→ Work task
Go through the data below and return each line where the string "give" appears.

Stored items
####################
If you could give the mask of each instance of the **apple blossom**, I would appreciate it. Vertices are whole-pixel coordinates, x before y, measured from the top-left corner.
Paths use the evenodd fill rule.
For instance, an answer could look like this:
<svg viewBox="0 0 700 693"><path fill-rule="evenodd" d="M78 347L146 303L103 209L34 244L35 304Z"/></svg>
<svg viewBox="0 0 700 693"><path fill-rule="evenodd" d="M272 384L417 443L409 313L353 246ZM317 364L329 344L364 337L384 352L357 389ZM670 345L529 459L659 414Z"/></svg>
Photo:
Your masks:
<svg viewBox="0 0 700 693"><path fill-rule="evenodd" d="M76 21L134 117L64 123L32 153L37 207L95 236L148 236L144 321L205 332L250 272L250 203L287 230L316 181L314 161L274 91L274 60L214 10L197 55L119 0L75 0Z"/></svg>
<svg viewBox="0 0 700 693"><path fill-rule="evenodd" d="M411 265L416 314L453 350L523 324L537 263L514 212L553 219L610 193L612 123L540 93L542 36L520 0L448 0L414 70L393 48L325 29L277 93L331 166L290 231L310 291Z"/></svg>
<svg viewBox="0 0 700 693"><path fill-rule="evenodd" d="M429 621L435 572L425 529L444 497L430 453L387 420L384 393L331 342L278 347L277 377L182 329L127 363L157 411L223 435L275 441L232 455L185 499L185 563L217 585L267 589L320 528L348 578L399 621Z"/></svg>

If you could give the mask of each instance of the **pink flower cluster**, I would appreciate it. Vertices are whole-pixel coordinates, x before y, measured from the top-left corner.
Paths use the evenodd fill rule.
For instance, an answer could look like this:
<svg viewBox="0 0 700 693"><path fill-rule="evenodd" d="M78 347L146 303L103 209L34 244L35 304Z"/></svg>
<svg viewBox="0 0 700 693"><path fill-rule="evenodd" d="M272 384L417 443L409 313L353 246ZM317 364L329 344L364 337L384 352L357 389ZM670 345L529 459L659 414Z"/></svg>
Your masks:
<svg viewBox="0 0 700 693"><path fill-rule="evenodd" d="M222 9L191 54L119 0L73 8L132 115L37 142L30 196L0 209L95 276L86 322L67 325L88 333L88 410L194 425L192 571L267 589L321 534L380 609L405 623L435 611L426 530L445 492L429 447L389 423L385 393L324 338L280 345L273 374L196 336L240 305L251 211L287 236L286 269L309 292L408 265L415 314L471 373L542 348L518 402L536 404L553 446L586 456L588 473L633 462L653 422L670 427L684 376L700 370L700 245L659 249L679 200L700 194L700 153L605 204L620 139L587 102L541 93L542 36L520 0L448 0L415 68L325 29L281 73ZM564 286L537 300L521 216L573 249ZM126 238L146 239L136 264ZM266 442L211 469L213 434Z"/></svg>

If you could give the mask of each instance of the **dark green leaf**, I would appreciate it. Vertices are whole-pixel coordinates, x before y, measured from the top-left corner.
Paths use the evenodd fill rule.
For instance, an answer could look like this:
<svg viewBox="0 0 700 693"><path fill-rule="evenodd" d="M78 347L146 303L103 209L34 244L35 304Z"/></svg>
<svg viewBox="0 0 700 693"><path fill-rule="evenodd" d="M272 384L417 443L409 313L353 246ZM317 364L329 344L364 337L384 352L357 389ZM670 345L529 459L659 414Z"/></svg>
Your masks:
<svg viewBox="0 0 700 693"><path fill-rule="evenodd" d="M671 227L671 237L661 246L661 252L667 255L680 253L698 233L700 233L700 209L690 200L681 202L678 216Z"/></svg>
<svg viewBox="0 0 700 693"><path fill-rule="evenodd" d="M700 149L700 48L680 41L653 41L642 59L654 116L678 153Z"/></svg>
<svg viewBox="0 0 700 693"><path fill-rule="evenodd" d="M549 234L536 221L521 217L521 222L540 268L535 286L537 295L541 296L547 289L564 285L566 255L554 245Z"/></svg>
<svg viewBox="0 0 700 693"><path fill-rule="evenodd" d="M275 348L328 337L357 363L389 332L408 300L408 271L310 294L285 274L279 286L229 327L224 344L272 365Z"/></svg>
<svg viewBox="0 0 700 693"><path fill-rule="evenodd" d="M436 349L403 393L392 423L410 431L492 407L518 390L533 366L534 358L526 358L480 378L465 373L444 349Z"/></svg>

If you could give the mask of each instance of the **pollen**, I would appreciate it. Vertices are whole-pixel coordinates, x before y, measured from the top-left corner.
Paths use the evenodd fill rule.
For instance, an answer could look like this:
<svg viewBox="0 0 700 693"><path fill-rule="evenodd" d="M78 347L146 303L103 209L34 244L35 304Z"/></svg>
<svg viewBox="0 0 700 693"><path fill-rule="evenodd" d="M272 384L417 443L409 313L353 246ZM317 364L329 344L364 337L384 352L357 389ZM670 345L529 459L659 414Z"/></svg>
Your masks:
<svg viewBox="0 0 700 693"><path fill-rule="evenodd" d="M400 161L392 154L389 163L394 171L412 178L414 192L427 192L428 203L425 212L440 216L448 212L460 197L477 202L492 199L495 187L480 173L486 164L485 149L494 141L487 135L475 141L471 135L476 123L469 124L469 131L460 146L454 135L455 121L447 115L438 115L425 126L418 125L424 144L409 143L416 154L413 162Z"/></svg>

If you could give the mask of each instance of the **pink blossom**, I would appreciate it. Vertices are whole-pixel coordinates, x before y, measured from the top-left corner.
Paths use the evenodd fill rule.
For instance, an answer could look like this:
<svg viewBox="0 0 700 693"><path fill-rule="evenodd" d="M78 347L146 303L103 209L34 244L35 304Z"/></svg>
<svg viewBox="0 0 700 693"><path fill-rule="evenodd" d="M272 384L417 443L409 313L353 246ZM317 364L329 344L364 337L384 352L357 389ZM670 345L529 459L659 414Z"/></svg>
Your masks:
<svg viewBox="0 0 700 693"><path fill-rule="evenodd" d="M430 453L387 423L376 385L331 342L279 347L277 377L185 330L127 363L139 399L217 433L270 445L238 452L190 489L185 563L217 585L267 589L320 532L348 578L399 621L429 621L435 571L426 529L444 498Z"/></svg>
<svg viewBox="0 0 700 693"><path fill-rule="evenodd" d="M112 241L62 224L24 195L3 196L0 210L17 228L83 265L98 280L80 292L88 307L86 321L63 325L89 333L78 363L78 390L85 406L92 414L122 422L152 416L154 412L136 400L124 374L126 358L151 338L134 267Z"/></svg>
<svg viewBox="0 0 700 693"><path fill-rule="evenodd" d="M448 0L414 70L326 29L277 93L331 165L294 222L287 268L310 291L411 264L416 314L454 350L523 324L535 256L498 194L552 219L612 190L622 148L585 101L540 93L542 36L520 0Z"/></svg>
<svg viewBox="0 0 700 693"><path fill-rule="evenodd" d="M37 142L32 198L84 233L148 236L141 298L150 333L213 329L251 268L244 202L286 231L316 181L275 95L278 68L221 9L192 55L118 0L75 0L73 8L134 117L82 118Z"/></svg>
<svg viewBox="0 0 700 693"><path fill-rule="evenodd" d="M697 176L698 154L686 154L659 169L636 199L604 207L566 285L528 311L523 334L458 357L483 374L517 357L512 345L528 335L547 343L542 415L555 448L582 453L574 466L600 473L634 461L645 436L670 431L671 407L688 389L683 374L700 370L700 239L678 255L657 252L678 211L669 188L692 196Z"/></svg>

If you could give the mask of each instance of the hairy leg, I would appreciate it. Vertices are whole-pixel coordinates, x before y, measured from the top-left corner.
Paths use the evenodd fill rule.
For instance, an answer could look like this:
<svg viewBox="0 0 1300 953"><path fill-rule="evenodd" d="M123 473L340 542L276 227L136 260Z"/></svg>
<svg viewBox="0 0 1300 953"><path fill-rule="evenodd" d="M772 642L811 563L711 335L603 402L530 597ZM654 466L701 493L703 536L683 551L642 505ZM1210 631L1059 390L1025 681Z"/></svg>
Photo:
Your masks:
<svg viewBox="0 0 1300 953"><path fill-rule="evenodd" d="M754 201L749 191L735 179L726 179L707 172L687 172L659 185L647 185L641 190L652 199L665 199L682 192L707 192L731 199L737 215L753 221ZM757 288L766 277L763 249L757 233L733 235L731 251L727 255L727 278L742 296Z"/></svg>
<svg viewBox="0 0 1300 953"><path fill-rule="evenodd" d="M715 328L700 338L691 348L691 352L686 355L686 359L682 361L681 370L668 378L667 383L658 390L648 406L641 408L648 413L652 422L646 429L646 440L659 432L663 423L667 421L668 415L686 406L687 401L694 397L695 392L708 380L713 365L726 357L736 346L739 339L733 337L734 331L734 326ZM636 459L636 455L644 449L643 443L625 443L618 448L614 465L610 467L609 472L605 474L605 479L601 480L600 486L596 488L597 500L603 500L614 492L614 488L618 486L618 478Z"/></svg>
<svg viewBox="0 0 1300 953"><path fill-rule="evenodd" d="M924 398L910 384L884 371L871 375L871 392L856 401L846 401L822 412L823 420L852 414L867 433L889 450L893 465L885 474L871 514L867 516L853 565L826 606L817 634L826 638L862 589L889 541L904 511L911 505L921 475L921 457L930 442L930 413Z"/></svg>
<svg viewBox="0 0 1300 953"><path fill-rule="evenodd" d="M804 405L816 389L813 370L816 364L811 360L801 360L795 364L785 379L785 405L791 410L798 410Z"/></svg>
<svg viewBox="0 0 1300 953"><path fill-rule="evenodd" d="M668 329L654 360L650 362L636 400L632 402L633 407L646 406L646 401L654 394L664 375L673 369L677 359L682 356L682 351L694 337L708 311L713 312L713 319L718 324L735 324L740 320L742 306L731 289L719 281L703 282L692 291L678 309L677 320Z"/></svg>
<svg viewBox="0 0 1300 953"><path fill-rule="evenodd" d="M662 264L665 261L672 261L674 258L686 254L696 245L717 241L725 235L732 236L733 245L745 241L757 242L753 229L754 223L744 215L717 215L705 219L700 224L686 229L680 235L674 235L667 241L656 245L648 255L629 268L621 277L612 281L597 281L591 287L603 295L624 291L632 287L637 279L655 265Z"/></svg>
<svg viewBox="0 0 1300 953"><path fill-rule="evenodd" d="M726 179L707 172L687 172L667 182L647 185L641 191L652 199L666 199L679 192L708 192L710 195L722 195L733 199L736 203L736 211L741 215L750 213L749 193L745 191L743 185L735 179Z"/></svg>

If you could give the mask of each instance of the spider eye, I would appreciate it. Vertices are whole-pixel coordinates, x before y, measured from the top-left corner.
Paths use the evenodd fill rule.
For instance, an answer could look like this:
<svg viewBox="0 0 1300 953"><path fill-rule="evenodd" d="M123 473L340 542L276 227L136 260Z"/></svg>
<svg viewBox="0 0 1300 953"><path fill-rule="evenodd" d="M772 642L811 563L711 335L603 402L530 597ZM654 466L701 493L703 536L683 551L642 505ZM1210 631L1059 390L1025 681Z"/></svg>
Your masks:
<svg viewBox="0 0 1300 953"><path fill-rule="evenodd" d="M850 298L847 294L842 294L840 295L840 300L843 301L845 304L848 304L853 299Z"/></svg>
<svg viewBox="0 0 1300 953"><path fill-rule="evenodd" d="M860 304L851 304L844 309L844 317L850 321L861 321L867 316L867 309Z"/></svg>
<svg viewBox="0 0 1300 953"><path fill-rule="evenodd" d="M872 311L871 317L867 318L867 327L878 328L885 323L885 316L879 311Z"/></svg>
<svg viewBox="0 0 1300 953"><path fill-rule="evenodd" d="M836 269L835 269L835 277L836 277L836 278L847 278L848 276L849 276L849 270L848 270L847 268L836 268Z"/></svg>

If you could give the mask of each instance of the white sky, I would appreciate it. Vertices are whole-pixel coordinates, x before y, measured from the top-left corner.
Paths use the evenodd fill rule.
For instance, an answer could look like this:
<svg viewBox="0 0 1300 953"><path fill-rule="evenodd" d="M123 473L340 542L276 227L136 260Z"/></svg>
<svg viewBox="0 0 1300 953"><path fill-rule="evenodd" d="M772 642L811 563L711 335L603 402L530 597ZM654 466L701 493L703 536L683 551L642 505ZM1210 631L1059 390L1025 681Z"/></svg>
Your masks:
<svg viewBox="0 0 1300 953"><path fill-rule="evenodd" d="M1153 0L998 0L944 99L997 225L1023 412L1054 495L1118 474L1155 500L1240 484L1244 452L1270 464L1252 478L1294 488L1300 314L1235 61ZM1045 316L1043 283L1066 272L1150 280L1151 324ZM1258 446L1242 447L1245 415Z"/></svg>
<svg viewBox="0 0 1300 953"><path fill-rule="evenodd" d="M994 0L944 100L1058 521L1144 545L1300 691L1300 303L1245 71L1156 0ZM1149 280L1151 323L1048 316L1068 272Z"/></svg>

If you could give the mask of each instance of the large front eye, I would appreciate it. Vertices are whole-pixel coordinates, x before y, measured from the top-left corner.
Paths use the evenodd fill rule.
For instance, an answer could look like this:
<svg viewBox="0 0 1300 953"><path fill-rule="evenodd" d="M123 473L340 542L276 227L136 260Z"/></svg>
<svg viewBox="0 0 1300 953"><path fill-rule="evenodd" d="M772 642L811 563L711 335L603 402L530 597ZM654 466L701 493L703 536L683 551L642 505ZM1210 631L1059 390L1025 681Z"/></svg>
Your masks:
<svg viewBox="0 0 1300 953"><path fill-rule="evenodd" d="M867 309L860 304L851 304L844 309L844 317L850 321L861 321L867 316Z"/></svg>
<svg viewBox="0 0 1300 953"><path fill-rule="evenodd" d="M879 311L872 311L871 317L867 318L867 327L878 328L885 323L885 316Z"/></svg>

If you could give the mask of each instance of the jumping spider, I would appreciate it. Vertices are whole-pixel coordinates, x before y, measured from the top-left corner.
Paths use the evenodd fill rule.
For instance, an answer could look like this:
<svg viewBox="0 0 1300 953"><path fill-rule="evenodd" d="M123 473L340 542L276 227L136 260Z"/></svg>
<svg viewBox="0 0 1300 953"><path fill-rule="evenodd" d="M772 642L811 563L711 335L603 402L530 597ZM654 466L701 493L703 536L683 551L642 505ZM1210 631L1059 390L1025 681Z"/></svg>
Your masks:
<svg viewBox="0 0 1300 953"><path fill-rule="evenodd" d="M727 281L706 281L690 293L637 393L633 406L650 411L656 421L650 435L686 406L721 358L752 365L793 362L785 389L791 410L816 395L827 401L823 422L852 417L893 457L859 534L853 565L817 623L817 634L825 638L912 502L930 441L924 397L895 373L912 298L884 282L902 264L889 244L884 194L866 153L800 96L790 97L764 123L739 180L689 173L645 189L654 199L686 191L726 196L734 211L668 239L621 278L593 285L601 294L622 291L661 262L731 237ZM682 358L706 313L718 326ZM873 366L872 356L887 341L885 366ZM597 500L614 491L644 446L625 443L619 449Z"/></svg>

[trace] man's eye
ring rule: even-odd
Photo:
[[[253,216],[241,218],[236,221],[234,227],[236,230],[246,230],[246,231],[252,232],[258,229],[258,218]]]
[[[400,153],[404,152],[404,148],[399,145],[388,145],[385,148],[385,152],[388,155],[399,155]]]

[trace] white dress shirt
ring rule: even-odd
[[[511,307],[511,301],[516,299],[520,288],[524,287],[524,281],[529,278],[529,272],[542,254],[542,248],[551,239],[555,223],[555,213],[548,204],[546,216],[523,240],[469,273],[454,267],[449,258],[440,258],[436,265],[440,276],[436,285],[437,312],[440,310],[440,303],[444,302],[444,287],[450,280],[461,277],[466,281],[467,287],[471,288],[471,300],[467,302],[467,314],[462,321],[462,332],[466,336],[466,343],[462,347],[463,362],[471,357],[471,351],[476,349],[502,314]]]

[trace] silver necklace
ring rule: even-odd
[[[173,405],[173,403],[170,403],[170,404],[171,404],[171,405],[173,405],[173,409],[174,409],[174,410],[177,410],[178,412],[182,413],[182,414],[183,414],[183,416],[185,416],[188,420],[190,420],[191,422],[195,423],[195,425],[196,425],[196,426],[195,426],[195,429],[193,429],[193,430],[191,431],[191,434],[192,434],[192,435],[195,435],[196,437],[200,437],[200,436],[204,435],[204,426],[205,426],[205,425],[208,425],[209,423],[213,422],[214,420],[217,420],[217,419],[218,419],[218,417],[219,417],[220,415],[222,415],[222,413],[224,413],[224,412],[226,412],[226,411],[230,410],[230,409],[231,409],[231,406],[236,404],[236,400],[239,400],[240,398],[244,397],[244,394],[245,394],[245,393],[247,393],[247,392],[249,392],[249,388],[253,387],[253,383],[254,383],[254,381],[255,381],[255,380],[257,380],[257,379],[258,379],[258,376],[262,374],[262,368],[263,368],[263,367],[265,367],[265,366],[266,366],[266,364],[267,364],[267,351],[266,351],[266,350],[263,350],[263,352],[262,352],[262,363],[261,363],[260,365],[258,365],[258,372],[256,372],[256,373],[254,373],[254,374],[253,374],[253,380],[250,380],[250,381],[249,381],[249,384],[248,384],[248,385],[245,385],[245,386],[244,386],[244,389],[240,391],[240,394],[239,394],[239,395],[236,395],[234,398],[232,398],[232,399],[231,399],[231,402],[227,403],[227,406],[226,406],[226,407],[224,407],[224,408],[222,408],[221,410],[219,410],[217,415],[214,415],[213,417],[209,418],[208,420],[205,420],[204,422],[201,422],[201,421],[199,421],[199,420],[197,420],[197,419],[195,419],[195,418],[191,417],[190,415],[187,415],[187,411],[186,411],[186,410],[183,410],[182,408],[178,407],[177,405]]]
####################
→ Answer area
If you could give the mask of each instance of the **apple blossom**, I would appreciate it. Vertices are whole-pixel coordinates, x before y, measured from the top-left corner.
If you could give the mask of each instance of the **pink flower cluster**, I would appreciate it. Vertices are whole-pixel coordinates, x before y, measured from the top-left corner.
If you could give the mask of each instance of the **dark green leaf**, I would appreciate it. Vertices are whole-pixel coordinates, x before y, measured from the top-left corner.
If you could give the mask of each instance of the **pollen**, I would appreciate it. Vertices are whole-pixel coordinates, x before y, measured from the top-left corner.
If you could give the mask of each instance of the **pink blossom**, I would appreciate it. Vertices are whole-pixel coordinates, x before y, measured from the top-left corner.
If you could give the mask of each instance of the hairy leg, I would appreciate it. Vertices are whole-pixel coordinates, x before y, measured from the top-left corner.
If you could give the mask of each instance of the spider eye, I would appreciate it. Vertices are whole-pixel coordinates, x before y, measured from the top-left corner.
If you could give the mask of each instance of the white sky, I would appreciate it. Vertices are whole-pixel coordinates, x before y, measured from the top-left corner.
If you could give the mask of each instance of the large front eye, I would appreciate it. Vertices are whole-pixel coordinates, x before y, measured from the top-left corner.
If you could give the mask of each instance of the jumping spider, I would appreciate it. Vertices are whole-pixel coordinates, x before y, measured from the top-left corner.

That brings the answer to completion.